++++ Source passage ++++

Could The Hunters’ Fable Be True? Counting Crows Have Number Neurons!


An old hunters’ story claims that crows can count. The story goes something like this.

“Three hunters go into a hidden blind near a field that a murder of crows like to feed upon. The hunters waited for the crows to enter the range to feed as they usually would, but all of the crows waited patiently from their safe locations. None of the crows entered the shooting range, even though they could not see the hunters in the blind.

“As the morning faded, one hunter finally said, ‘I’m under the gun,’ and left abruptly, but two stayed behind.

“Hours passed, but the crows refused to budge from their safe location. The second hunter, after seeing the early signs that daylight was fading, said, ‘Someday I’m going to stay, but not today,’ as he left the blind. After he left, still no crows entered the shooting range.

“A little while later, the third hunter finally left the blind. As soon as he did, all of the crows rushed to the field to feed.”

People use this anecdote to claim that crows can count.

In Capper’s Farmer, another story claimed a similar event. That story involved a total of 16 hunters.

“The crows counted and subtracted. They knew that someone was still waiting for them in the blind. It was only after they reached 16 men that the crows lost count.”

Both are fun stories to pass along as folklore about crows, especially given other popular anecdotes about the superb intelligence of the birds. Most recently, there was the story of the eight-year-old Seattle girl who collected the beautiful gifts left by a local flock of crows that she was feeding. After all, we all want something beautiful.

The Seattle girl’s story was published early this spring in Audubon. People questioned if the crows were using some kind of token economy.

++++ Material provided ++++

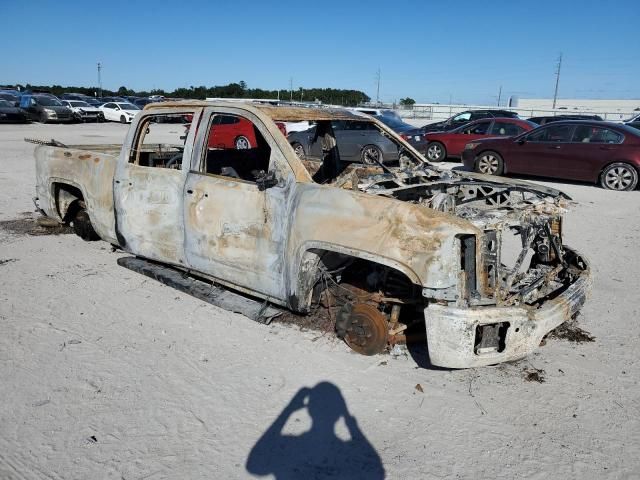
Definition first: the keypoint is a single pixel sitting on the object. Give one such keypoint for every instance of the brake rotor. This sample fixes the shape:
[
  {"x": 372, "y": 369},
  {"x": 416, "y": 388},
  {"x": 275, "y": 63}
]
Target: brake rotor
[{"x": 367, "y": 330}]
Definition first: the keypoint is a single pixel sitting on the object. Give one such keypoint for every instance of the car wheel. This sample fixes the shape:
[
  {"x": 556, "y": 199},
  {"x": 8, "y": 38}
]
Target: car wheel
[
  {"x": 619, "y": 176},
  {"x": 299, "y": 149},
  {"x": 490, "y": 163},
  {"x": 82, "y": 226},
  {"x": 436, "y": 152},
  {"x": 242, "y": 143},
  {"x": 371, "y": 155}
]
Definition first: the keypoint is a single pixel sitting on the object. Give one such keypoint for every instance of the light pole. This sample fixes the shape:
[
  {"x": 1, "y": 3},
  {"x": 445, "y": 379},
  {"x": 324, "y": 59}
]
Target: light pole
[
  {"x": 555, "y": 93},
  {"x": 99, "y": 79}
]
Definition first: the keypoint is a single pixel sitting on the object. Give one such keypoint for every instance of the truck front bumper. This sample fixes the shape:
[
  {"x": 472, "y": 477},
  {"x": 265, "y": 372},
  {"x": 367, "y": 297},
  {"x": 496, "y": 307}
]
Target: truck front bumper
[{"x": 452, "y": 331}]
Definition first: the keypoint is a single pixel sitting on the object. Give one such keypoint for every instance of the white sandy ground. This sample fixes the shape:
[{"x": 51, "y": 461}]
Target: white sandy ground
[{"x": 171, "y": 387}]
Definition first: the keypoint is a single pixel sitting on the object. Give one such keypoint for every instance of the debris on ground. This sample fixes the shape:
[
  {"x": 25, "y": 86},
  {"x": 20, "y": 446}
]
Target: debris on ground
[
  {"x": 29, "y": 224},
  {"x": 399, "y": 350},
  {"x": 532, "y": 374},
  {"x": 572, "y": 332}
]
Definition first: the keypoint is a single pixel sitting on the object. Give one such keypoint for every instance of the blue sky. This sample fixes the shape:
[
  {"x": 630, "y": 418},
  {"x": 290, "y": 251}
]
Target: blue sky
[{"x": 428, "y": 50}]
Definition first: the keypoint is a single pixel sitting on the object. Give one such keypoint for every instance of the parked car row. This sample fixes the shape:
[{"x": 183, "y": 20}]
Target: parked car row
[
  {"x": 45, "y": 107},
  {"x": 593, "y": 151}
]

++++

- Work instructions -
a: In the crow-counting article, edit the part that opens with the words containing "An old hunters’" and closes with "hunters in the blind.". Give it again with "murder of crows" replaced by "flock of crows".
b: Which anecdotes about crows does the crow-counting article recount? List every one.
c: Decide whether each statement agrees with the crow-counting article, answering yes or no and quoting the words that settle it. (i) The Capper's Farmer story involved 16 hunters. (ii) The crows entered the field once the second hunter left. (iii) The Seattle girl's story was published in Capper's Farmer.

- Outputs for the tasks -
a:
An old hunters’ story claims that crows can count. The story goes something like this.

“Three hunters go into a hidden blind near a field that a flock of crows like to feed upon. The hunters waited for the crows to enter the range to feed as they usually would, but all of the crows waited patiently from their safe locations. None of the crows entered the shooting range, even though they could not see the hunters in the blind.

b:
1. The old hunters' story, in which three hunters wait in a blind and the crows stay away until the third hunter leaves.
2. The story in Capper's Farmer, which involved a total of 16 hunters.
3. The story of the eight-year-old Seattle girl who collected gifts left by a local flock of crows she was feeding.

c:
(i) Yes: "That story involved a total of 16 hunters."
(ii) No: "After he left, still no crows entered the shooting range."
(iii) No: "The Seattle girl’s story was published early this spring in Audubon."